— begin —

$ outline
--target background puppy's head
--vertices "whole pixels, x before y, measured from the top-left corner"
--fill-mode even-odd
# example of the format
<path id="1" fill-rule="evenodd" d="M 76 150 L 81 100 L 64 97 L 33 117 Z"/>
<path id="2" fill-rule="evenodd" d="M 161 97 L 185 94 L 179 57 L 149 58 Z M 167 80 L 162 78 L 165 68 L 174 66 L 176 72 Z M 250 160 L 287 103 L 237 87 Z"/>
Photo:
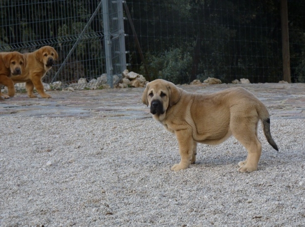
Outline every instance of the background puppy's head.
<path id="1" fill-rule="evenodd" d="M 26 65 L 26 59 L 24 55 L 19 52 L 8 52 L 3 55 L 5 67 L 10 69 L 13 75 L 19 75 Z"/>
<path id="2" fill-rule="evenodd" d="M 53 47 L 45 46 L 39 49 L 36 52 L 36 58 L 44 64 L 45 69 L 48 70 L 55 63 L 58 54 Z"/>
<path id="3" fill-rule="evenodd" d="M 158 79 L 147 84 L 142 95 L 142 101 L 150 106 L 152 115 L 163 115 L 168 106 L 172 106 L 180 99 L 181 92 L 173 83 Z"/>

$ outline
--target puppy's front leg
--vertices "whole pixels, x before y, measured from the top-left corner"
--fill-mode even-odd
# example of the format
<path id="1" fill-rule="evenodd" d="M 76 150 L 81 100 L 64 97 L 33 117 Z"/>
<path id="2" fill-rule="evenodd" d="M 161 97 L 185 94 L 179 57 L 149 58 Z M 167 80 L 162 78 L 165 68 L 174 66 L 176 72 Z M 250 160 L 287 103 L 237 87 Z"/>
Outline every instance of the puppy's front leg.
<path id="1" fill-rule="evenodd" d="M 181 160 L 171 168 L 172 171 L 178 171 L 188 168 L 191 164 L 193 155 L 194 141 L 192 133 L 187 129 L 175 131 L 175 133 L 179 144 L 179 153 Z"/>

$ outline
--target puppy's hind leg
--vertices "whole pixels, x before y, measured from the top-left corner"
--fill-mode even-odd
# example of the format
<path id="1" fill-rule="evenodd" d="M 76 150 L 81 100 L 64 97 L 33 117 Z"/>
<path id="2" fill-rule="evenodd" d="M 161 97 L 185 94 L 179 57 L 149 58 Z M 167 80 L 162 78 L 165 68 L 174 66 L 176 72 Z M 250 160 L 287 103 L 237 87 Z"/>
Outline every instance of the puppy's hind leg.
<path id="1" fill-rule="evenodd" d="M 193 153 L 192 154 L 192 159 L 191 160 L 191 164 L 194 164 L 196 162 L 196 158 L 197 156 L 197 145 L 196 141 L 193 142 Z"/>
<path id="2" fill-rule="evenodd" d="M 27 96 L 29 98 L 37 98 L 37 96 L 33 94 L 34 90 L 34 84 L 32 81 L 27 81 L 25 83 L 25 89 L 27 93 Z"/>
<path id="3" fill-rule="evenodd" d="M 262 153 L 262 145 L 257 137 L 256 119 L 239 119 L 241 120 L 239 124 L 231 125 L 230 128 L 233 136 L 248 151 L 247 159 L 238 163 L 238 171 L 241 173 L 250 173 L 257 169 Z"/>
<path id="4" fill-rule="evenodd" d="M 8 88 L 8 96 L 1 93 L 4 97 L 4 98 L 8 99 L 9 97 L 14 97 L 16 93 L 16 91 L 15 90 L 15 84 L 14 84 L 14 82 L 13 82 L 12 79 L 6 75 L 2 75 L 0 76 L 0 83 Z"/>

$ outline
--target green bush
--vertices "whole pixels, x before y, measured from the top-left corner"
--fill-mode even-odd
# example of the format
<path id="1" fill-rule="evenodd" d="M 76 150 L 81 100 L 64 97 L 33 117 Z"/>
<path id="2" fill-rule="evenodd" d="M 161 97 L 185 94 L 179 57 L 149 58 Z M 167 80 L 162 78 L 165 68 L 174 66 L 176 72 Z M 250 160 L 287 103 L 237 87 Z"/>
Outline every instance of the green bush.
<path id="1" fill-rule="evenodd" d="M 151 79 L 163 79 L 176 84 L 190 82 L 192 58 L 189 51 L 174 48 L 156 55 L 148 53 L 145 57 Z M 140 69 L 143 73 L 143 66 Z"/>

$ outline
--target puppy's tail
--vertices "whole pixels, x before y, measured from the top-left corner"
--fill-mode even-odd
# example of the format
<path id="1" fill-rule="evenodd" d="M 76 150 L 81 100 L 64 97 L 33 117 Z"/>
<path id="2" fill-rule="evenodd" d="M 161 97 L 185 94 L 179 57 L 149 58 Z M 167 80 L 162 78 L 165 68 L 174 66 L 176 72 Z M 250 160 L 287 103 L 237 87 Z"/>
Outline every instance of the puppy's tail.
<path id="1" fill-rule="evenodd" d="M 272 147 L 279 151 L 278 146 L 271 136 L 271 132 L 270 132 L 270 117 L 268 110 L 263 104 L 261 105 L 260 107 L 260 109 L 259 109 L 259 111 L 258 111 L 258 112 L 262 121 L 262 127 L 263 128 L 263 131 L 264 131 L 265 137 L 266 137 L 267 141 L 268 141 L 268 143 L 269 143 Z"/>

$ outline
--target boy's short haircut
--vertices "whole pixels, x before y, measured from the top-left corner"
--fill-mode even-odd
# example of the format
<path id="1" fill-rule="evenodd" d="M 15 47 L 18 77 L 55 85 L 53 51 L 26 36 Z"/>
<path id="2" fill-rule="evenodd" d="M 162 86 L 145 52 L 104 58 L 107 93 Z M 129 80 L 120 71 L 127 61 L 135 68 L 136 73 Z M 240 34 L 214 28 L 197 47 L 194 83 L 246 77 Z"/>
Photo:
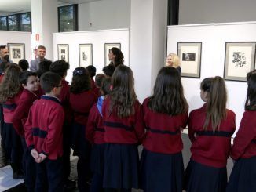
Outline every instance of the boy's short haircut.
<path id="1" fill-rule="evenodd" d="M 28 79 L 28 78 L 30 76 L 37 77 L 38 74 L 35 72 L 31 72 L 31 71 L 24 71 L 21 72 L 21 74 L 20 74 L 20 84 L 27 85 L 27 79 Z"/>
<path id="2" fill-rule="evenodd" d="M 60 75 L 61 78 L 66 74 L 69 69 L 69 64 L 64 60 L 54 61 L 49 66 L 49 71 Z"/>
<path id="3" fill-rule="evenodd" d="M 102 81 L 101 91 L 103 92 L 104 96 L 108 95 L 110 92 L 110 86 L 111 86 L 111 78 L 105 78 Z"/>
<path id="4" fill-rule="evenodd" d="M 106 74 L 109 77 L 112 77 L 115 69 L 115 68 L 114 65 L 108 65 L 108 66 L 104 67 L 102 71 L 104 73 L 104 74 Z"/>
<path id="5" fill-rule="evenodd" d="M 89 65 L 86 67 L 86 70 L 90 73 L 91 78 L 93 78 L 96 74 L 96 68 L 93 65 Z"/>
<path id="6" fill-rule="evenodd" d="M 46 72 L 40 77 L 40 85 L 42 89 L 46 92 L 50 92 L 54 87 L 59 86 L 62 78 L 53 72 Z"/>
<path id="7" fill-rule="evenodd" d="M 101 84 L 102 84 L 102 81 L 105 78 L 106 78 L 106 75 L 104 75 L 104 74 L 97 74 L 95 76 L 95 85 L 97 87 L 101 87 Z"/>
<path id="8" fill-rule="evenodd" d="M 27 70 L 29 67 L 27 60 L 24 59 L 19 60 L 18 65 L 20 67 L 22 71 Z"/>

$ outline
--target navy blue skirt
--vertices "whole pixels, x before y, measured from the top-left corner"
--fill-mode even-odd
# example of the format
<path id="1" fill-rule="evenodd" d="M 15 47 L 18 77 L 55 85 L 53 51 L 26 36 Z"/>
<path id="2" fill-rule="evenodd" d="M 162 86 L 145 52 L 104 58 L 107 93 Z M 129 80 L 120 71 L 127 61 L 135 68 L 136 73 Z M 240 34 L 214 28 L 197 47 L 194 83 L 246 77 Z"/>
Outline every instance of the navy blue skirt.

— end —

▶ _Task statement_:
Please show every line above that contains the word "haircut", copying each line in full. Case counts.

▶ _Answer to the exercise_:
--target boy's short haircut
Outline every instance of the boy's short haircut.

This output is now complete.